Opinion
No. 27394.
December 10, 1928.
1. TRIAL. Admission of note in evidence before introduction of evidence rendering it competent held not erroneous.
In action to recover on note, the admission of disputed note in evidence before execution thereof was established held not erroneous, in view of fact that evidence was subsequently introduced rendering note competent, since the order of proof rests in discretion of trial court.
2. APPEAL AND ERROR. Alleged error in admission of testimony of exhibits not objected to held without merit.
Alleged error in overruling objection to certain testimony and exhibits held without merit, where it appeared that there was no objection to introduction in evidence at the time.
3. EVIDENCE. Genuine writings are admissible for purpose of comparison with disputed writing.
Writings shown to be genuine are admissible in evidence for the purpose of comparison with the disputed writing, either by witnesses on the stand or by the jury without the intervention of witnesses.
APPEAL from circuit court of Harrison county, HON. W.A. WHITE, Judge.
White Scanlon and Buntin McIntosh, for appellant.
The court erred in holding that the disputed signature of appellant on other instruments were competent evidence to prove disputed signature of appellant on note herein sued on. The note herein sued on was offered in evidence and introduced over the objection of appellant's counsel, when the only evidence with reference to its execution was that of witness G.R. O'Bryan, first witness for appellee, and his only testimony with regard to this note is: "I drew the note up and he (Benjamin Harrison) signed it before me. Mrs. Harrison was not along and he said he would carry it home and she would sign it. The next morning he brought it back signed." There is no further evidence in the record with reference to the execution of this note. This was introduced in evidence, over objection of appellant, and in face of the fact that appellant had filed a plea of non est factum, verified under oath, and with only the above evidence as proof of its execution. This was reversible error. 10 R.C.L. 1139; Patent v. Bank of LaFayette, 124 Ga. 965, 53 S.E. 664, 4 Ann. Cas. 639, 5 L.R.A. (N.S.) 592; Turrell v. Morgan, 7 Minn. 368; 82 Am. Dec. 101.
J.D. Arrington, for appellee.
The appellee assumed, and met the burden placed upon it, by the appellant's plea of non est factum. There was no subscribing witness to the execution of the note sued on. Consequently, the appellee could prove its execution as alleged in either or all of three modes of proof, to-wit: By admissions of the appellant, by proof of her handwriting, or by circumstantial evidence, See 8 C.J. 1001. All three modes of proof were successfully resorted to in the trial below.
A comparison of appellant's genuine signatures with that of the note sued on was properly institued at the trial below. There were twenty specimens before the lower court, introduced both by appellant and appellee, but only eleven of those specimens are in the record and before the supreme court on this appeal. That consideration alone renders an affirmance of this case inevitable. Reynolds v. Wilkinson, 119 Miss. 590, 81 So. 278; Bunckley v. Jones, 79 Miss. 1, 29 So. 1000; Wilson v. Brown, 94 Miss. 608, 47 So. 545; Cartarhen v. Jones, 108 Miss. 704, 67 So. 177.

REQUEST 1: In the entries, set out the lines as a JSON list of strings, one string per line and no blank lines, starting with the line containing "One pin per instance of the beige floor" and going on through the line containing "<point>118,391</point>".

THE INPUT:
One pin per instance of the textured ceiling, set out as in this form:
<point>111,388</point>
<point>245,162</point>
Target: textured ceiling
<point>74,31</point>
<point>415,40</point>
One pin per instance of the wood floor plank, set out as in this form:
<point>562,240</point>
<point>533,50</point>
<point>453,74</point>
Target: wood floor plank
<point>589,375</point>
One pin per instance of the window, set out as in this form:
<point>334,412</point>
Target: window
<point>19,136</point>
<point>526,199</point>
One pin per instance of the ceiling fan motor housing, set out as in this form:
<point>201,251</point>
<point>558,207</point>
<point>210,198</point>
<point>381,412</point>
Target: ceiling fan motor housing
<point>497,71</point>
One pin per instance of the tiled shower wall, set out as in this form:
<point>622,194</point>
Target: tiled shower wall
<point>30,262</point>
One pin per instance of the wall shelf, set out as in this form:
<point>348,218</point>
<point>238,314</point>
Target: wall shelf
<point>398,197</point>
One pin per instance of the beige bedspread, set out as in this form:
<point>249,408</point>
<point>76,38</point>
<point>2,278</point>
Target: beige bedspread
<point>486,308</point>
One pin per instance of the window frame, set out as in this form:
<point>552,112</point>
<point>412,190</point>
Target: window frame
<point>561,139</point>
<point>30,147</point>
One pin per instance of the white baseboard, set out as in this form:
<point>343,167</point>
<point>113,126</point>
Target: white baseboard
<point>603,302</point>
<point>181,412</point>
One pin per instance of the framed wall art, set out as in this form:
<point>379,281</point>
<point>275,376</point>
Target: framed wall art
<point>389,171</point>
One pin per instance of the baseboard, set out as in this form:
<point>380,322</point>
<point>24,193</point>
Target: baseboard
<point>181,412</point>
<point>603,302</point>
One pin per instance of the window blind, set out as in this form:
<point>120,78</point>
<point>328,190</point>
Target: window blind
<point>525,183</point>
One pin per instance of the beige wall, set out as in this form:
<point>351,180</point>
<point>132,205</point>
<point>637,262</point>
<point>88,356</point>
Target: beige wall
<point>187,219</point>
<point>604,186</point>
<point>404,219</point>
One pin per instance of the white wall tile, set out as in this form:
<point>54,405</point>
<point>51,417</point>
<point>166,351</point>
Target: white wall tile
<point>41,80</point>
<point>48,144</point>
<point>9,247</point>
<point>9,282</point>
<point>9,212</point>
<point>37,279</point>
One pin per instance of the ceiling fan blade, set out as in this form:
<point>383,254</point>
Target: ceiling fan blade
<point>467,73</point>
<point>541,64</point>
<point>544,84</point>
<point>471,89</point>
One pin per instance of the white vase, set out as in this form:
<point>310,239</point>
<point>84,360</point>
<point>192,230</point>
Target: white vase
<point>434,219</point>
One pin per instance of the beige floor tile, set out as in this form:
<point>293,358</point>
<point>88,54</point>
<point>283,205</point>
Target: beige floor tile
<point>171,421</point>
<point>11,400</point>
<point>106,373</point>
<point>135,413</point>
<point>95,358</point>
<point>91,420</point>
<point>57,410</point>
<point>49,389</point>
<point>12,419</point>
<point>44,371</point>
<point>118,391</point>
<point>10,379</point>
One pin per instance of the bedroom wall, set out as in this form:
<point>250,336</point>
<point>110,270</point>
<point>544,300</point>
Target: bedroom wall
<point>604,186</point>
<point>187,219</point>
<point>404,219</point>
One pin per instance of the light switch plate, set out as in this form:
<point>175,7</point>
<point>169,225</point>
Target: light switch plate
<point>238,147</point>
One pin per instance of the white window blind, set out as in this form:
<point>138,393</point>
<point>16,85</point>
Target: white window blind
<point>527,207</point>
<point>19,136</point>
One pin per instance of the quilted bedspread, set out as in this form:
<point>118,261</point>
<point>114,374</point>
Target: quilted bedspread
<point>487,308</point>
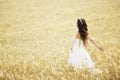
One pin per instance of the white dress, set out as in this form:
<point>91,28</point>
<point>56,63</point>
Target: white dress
<point>79,57</point>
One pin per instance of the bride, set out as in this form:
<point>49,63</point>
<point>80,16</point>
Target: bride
<point>79,57</point>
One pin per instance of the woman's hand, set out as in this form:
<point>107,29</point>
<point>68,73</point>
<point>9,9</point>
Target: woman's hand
<point>101,49</point>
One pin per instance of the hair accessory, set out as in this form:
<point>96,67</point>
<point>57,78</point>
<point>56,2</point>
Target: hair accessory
<point>81,21</point>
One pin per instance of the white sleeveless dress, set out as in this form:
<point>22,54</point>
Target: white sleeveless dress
<point>78,57</point>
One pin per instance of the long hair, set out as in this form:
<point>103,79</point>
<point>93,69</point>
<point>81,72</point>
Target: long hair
<point>83,31</point>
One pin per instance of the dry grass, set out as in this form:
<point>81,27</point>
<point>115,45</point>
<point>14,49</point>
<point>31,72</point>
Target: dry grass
<point>35,38</point>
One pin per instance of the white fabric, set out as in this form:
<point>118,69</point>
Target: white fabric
<point>78,57</point>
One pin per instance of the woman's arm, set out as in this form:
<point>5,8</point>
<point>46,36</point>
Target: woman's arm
<point>99,47</point>
<point>74,37</point>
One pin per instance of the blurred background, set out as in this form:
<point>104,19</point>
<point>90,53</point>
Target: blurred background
<point>35,38</point>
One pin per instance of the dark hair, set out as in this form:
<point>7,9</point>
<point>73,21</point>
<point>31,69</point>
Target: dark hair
<point>82,27</point>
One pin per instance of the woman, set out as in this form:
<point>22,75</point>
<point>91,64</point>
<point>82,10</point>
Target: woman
<point>79,57</point>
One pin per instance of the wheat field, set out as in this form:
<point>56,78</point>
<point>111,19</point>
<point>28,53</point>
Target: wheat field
<point>35,38</point>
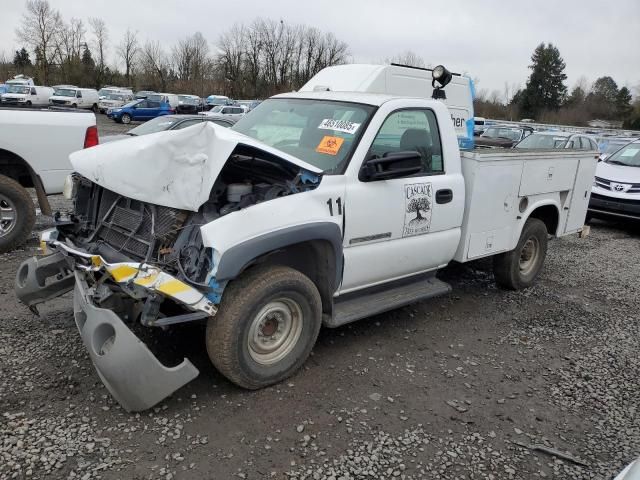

REQUEST 2: From which county's circuit court was the appeal in the court opinion taken?

FINISHED ANSWER 1:
[
  "One pin per instance of the beige floor tile, set out as in this form:",
  "<point>293,358</point>",
  "<point>88,54</point>",
  "<point>283,205</point>",
  "Target: beige floor tile",
  "<point>171,421</point>",
  "<point>11,400</point>",
  "<point>106,373</point>",
  "<point>135,413</point>",
  "<point>95,358</point>",
  "<point>91,420</point>",
  "<point>57,410</point>",
  "<point>49,389</point>",
  "<point>12,419</point>",
  "<point>44,371</point>",
  "<point>118,391</point>"
]

FINISHED ANSWER 2: Harrison County